• **Source extract**:
## BEGIN

Reinforcement Learning for Radiator Control: Energy-Efficient Temperature Management

1. Overview

This project implements a Reinforcement Learning (RL) approach to control a building's radiator system, balancing energy savings and occupant comfort. The goal is to minimize electricity costs (including off-peak pricing) while maintaining comfortable temperatures when occupants are home. Note that this problem could be solved with statistic approaches, this is why this project aims to build a template for more complex behavior (high non-linearity, randomness, etc...). Overall it is a nice project to have some fun with RL.

2. Key Features

• Simulated Environment: Custom linear physical model (conductance + capacity) for building thermal dynamics.

$$ C \frac{\partial T_{in}}{\partial t} = G (T_{out} - T_{in}) + P_{radiator} $$

• RL Agents: Rule-based baseline and a DQN (Deep Q-Network) implemented in PyTorch.
• Discrete Action Space: Radiator power levels.
• Reward Function: Weighted sum of electricity cost and comfort (temperature deviation).
• Data: Synthetic data for algorithm testing; real-world data (MeteoSwiss) for training.

3. Environment

State Space

• Current indoor temperature
• Outdoor temperature
• Radiator state
• Occupant presence
• Time of day (for pricing)

Action Space

• Discrete radiator power levels (e.g., 0%, 33%, 66%, 100%)

Reward Function

• Cost Term: Penalizes high electricity usage, scaled by real-time pricing.
• Comfort Term: Penalizes deviation from the desired temperature range.
• Total Reward: Weighted sum of cost and comfort terms.

4. Data

• Weather Data: Sourced from MeteoSwiss (real-world) and synthetic datasets (testing).
• Electricity Pricing: Simulated off-peak/peak pricing (averaged for training).
• Occupant Presence: Simulated presence ranges.

5. Algorithms

Rule-Based Agent

• Simple heuristic (e.g., turn on radiator if temperature is below a threshold).

DQN Agent

• Network: PyTorch implementation.

## END

• **Requirement A**:
List the variables that make up the state space in the radiator-control write-up.
• **Requirement B**:
Copy the radiator-control write-up starting with "2. Key Features" and going on through "implemented in PyTorch.", renaming "PyTorch" to "TensorFlow".
• **Requirement C**:
Summarize the radiator-control write-up in two sentences.

• **Raw data**:
## BEGIN

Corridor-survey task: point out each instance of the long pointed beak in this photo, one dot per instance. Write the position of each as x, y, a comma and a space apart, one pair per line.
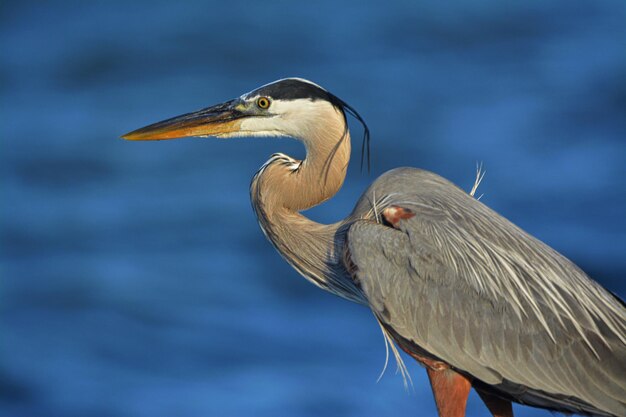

## END

• **Full output A**:
- Current indoor temperature
- Outdoor temperature
- Radiator state
- Occupant presence
- Time of day (for pricing)

• **Full output B**:
2. Key Features

• Simulated Environment: Custom linear physical model (conductance + capacity) for building thermal dynamics.

$$ C \frac{\partial T_{in}}{\partial t} = G (T_{out} - T_{in}) + P_{radiator} $$

• RL Agents: Rule-based baseline and a DQN (Deep Q-Network) implemented in TensorFlow.

• **Full output C**:
The project uses reinforcement learning to control a building's radiator system, aiming to minimize electricity costs while keeping temperatures comfortable when occupants are home. It relies on a simulated linear thermal model, a rule-based baseline, a DQN agent built in PyTorch that chooses among discrete radiator power levels, and a reward that weighs electricity cost against temperature deviation.